= DESCRIPTION OF THE TASK =
Both the line containing "Where can the ceiling" and the last line of the listing are included: write out exactly the lines from one to the other.

= EXCERPTED RECORDS =
>>>>

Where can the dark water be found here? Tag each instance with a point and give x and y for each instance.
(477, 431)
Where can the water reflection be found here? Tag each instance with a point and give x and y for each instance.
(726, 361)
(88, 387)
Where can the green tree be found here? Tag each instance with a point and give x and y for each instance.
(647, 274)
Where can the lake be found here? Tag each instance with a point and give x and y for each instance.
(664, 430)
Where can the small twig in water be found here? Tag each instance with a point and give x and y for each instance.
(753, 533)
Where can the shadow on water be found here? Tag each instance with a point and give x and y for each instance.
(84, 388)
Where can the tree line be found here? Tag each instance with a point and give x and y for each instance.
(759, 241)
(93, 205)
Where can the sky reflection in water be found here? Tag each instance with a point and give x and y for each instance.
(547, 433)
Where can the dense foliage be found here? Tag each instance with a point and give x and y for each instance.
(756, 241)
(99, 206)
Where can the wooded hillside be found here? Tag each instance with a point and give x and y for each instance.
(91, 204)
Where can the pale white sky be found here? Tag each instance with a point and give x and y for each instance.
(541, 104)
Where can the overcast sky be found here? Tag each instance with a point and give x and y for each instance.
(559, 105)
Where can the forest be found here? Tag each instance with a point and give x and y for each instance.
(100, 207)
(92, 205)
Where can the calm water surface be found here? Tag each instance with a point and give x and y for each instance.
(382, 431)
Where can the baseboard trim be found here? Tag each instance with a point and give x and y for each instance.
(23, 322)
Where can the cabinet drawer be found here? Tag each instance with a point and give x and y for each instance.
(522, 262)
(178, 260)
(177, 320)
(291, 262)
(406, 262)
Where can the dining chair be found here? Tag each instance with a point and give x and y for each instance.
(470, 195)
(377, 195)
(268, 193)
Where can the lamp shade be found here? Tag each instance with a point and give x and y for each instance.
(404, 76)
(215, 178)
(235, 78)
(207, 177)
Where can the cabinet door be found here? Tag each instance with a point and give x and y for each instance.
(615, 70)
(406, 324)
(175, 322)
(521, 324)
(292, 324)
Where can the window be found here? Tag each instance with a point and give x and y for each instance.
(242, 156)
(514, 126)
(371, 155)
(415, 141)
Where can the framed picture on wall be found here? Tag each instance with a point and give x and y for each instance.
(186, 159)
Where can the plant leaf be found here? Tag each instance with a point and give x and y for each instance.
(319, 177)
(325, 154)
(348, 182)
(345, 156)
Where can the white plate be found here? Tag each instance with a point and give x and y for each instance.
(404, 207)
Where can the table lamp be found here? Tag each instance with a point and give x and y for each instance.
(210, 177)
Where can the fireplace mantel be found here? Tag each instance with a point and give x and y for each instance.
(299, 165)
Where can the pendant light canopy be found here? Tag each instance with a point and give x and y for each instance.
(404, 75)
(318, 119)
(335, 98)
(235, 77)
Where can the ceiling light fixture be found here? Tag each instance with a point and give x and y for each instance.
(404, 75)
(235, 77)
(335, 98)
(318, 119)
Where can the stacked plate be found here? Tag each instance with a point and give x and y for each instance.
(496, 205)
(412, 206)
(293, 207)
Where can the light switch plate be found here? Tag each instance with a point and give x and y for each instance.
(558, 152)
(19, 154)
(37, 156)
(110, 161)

<<<<

= SOLUTION FOR THIS PROBLEM =
Where can the ceiling light fixture be found here? Tag each instance with a point and give x and y for each instance.
(404, 75)
(235, 77)
(335, 98)
(318, 119)
Where can the stacked plate be found here? Tag each instance with a point and give x and y for each instance.
(496, 205)
(412, 206)
(293, 207)
Where can the light switch plate be found here? Tag each instance with a point and give x and y for each instance.
(558, 152)
(19, 154)
(37, 156)
(110, 161)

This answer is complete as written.